Objetivo a
No trecho sobre os desaniversários, qual escritor tipificou a fase da vida feminina que rendeu às mulheres a alcunha de "balzaquianas"?
---------- Trecho ----------
O
DESANIVERSÁRIO
Os “desaniversários” são etapas quase
transcendentes na vida de uma pessoa. Quando exatamente começam é variável. As
mulheres por uma questão estratégica, ou logística, principiam a conjugar o
verbo “desaniversariar” muito mais cedo. Aos 30, 31, quando geralmente irrompem
os primeiros fios brancos em suas madeixas. Um pouco mais tarde talvez, pelos
34 quando se encontram na fase da vida feminina tipificada por Honoré de
Balzac, e, tendo por isso ganhado a alcunha de “balzaquianas”. Momento em que
as rugas dão o ar de sua graça para desgosto das mulheres. O que absolutamente
não lhes tira o viço. “Au contraire!” Como diria o escritor francês
supracitado. Empresta-lhes um que esplendor, de vivencia, de sagacidade. Porém,
as mulheres não se convencem facilmente disso. E um arsenal cosmético se lhes
acorre prometendo recompor um tônus epitelial adolescente. Coisa que não será
jamais verdade... Ah, os desaniversários. Motivação para eles não nos falta. A
ampulheta do tempo escoa-se num único sentido. Sempre em frente, incessante.
----------
Objetivo b
Por favor, troque "camera" por "phone" nos registros, da linha que contém "Please trace the outline of every instance of the person" até a linha que contém "Give the mask of the person holding camera.". Reescreva apenas essas linhas e mantenha todo o resto igual.
---------- Registros exibidos ----------
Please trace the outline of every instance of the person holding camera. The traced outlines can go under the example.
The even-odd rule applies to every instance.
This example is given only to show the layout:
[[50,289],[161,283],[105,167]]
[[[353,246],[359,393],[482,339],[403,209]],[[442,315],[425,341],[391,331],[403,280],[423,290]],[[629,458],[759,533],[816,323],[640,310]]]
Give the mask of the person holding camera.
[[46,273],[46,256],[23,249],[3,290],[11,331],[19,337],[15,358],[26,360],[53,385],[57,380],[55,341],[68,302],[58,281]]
----------
---------- Registros exibidos ----------
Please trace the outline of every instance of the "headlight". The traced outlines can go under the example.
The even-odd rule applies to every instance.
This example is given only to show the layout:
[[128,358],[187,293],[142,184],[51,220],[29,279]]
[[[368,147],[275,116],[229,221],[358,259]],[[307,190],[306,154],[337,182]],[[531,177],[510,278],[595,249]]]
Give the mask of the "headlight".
----------
Solução do exercício a
Honoré de Balzac.

Solução do exercício b
Please trace the outline of every instance of the person holding phone. The traced outlines can go under the example.
The even-odd rule applies to every instance.
This example is given only to show the layout:
[[50,289],[161,283],[105,167]]
[[[353,246],[359,393],[482,339],[403,209]],[[442,315],[425,341],[391,331],[403,280],[423,290]],[[629,458],[759,533],[816,323],[640,310]]]
Give the mask of the person holding phone.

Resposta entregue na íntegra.